#### Exercise objective
Repeat verbatim every line of the material, beginning at the line that holds "Pick out every instance of the step" and ending at its last line.

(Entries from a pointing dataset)

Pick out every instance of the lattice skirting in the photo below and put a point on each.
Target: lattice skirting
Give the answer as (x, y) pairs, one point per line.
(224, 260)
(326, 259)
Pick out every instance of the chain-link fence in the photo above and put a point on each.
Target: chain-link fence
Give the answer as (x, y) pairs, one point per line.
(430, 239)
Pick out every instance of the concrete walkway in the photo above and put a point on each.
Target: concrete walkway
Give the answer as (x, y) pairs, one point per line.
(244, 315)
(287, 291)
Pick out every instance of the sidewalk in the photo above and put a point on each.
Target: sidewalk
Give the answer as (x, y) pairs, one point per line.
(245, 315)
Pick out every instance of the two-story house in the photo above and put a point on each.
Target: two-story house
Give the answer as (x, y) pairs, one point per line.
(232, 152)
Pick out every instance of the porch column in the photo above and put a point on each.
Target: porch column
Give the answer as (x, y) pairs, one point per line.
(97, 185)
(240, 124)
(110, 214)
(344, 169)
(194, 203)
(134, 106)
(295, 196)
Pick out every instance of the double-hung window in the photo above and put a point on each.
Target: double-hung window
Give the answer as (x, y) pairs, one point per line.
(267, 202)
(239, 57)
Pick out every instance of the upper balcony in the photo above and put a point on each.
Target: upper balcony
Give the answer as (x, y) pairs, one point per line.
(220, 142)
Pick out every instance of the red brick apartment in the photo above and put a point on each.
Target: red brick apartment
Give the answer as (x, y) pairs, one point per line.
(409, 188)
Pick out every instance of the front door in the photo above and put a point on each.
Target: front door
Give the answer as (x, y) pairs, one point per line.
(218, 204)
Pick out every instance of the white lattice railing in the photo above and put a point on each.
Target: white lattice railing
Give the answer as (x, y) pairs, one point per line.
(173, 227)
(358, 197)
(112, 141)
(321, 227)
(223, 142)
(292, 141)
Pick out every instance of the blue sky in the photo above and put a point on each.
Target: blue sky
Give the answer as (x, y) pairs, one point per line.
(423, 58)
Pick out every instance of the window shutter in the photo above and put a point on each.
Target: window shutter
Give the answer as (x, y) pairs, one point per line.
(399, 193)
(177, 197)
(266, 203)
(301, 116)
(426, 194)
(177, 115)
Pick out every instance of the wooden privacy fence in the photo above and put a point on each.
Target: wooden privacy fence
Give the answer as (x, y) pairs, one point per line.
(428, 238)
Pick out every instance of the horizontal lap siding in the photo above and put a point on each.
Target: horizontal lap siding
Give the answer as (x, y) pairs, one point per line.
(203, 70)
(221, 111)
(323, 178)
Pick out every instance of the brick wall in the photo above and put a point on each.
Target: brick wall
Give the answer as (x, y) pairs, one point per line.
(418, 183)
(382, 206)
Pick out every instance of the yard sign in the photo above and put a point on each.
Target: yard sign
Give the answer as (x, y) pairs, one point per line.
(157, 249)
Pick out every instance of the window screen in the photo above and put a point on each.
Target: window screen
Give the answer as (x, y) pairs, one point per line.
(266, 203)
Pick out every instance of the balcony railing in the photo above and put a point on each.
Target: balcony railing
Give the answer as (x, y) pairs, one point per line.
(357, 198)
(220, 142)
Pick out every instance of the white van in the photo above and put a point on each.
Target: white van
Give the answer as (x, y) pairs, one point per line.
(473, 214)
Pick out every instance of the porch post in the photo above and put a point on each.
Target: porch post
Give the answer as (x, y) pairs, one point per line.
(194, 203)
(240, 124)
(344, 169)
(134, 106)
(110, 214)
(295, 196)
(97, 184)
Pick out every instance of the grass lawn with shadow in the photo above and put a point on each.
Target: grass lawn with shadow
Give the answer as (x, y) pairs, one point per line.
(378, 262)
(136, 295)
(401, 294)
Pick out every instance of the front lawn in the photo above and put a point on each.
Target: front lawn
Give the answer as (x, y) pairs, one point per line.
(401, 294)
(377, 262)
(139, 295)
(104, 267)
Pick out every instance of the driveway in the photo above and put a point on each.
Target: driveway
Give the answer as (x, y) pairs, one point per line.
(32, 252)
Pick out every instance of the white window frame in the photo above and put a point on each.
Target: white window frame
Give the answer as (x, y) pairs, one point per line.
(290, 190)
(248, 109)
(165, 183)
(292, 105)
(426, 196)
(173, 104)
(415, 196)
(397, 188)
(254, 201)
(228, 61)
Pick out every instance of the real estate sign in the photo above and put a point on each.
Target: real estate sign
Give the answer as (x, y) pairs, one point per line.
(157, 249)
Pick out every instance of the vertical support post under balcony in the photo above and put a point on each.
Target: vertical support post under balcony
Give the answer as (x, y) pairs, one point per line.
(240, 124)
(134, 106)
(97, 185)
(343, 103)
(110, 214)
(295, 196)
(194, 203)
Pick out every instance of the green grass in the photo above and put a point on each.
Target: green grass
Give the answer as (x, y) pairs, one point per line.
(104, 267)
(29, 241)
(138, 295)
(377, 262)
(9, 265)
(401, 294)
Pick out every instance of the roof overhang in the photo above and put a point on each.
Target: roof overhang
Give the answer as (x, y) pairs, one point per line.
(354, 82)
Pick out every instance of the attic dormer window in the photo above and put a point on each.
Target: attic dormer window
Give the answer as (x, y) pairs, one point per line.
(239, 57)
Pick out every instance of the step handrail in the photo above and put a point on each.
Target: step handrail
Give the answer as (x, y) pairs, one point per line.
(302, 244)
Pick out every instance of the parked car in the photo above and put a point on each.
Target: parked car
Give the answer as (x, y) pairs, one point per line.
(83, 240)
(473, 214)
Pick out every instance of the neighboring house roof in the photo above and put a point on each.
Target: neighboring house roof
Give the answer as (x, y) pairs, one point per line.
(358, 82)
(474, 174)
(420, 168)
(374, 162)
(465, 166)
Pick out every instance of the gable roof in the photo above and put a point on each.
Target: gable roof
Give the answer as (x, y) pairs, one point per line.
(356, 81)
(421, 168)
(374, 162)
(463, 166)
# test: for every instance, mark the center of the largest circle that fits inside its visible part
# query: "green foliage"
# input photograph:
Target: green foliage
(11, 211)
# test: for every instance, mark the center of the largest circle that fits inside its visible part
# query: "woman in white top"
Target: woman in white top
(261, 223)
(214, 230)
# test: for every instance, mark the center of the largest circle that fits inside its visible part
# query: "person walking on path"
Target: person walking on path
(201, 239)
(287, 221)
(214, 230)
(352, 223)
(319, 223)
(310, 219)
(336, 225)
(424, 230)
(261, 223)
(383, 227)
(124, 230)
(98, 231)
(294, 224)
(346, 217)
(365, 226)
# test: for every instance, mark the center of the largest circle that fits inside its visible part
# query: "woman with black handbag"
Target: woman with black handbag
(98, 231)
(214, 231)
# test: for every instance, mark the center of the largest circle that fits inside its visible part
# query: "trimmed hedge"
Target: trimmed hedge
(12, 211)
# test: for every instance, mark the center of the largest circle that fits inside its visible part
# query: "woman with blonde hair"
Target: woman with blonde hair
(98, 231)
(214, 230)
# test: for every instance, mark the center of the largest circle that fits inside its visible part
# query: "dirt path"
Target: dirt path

#### Answer
Pick out every instance of the step handrail in the photo above and put a point on each.
Target: step handrail
Give the answer as (x, y) pairs, one point per line.
(302, 244)
Pick out every instance of the parked car in the photo above and put a point on each.
Target: parked car
Give the answer as (x, y) pairs, one point per line.
(83, 240)
(473, 214)
Pick out every instance of the neighboring house roof in the photo above and put a point on each.
Target: neighboring house roof
Give the answer as (x, y) pairs, one point per line.
(358, 82)
(474, 174)
(420, 168)
(374, 162)
(465, 166)
Pick out every instance of the gable roof in the photo above and put a point on each.
Target: gable roof
Give the answer as (x, y) pairs, one point per line.
(356, 81)
(421, 168)
(374, 162)
(463, 166)
# test: for every instance, mark the center of the largest circle that fits inside its visible part
# query: "green foliage"
# input photograph:
Target: green foliage
(11, 211)
# test: for every instance, mark the center of the largest circle that fits inside its visible part
# query: "woman in white top"
Target: woman in white top
(261, 223)
(214, 230)
# test: for every instance, mark the center of the largest circle that fits inside its visible part
# query: "person walking on path"
Target: person walking on path
(201, 239)
(287, 221)
(214, 230)
(352, 223)
(319, 223)
(310, 219)
(336, 225)
(424, 230)
(261, 223)
(383, 227)
(124, 230)
(98, 231)
(294, 224)
(346, 217)
(365, 226)
# test: for every instance, mark the center of the largest circle that fits inside its visible part
# query: "woman with black handbag"
Target: woman with black handbag
(98, 231)
(214, 231)
# test: for every instance, mark the center of the largest circle that fits inside its visible part
# query: "trimmed hedge"
Target: trimmed hedge
(12, 211)
# test: for every instance, mark the center of the largest circle that fits inside its visible part
# query: "woman with blonde hair"
Target: woman with blonde hair
(98, 231)
(214, 230)
# test: for every instance, mark the center of the largest circle that fits inside its visible part
# query: "dirt path"
Target: dirt path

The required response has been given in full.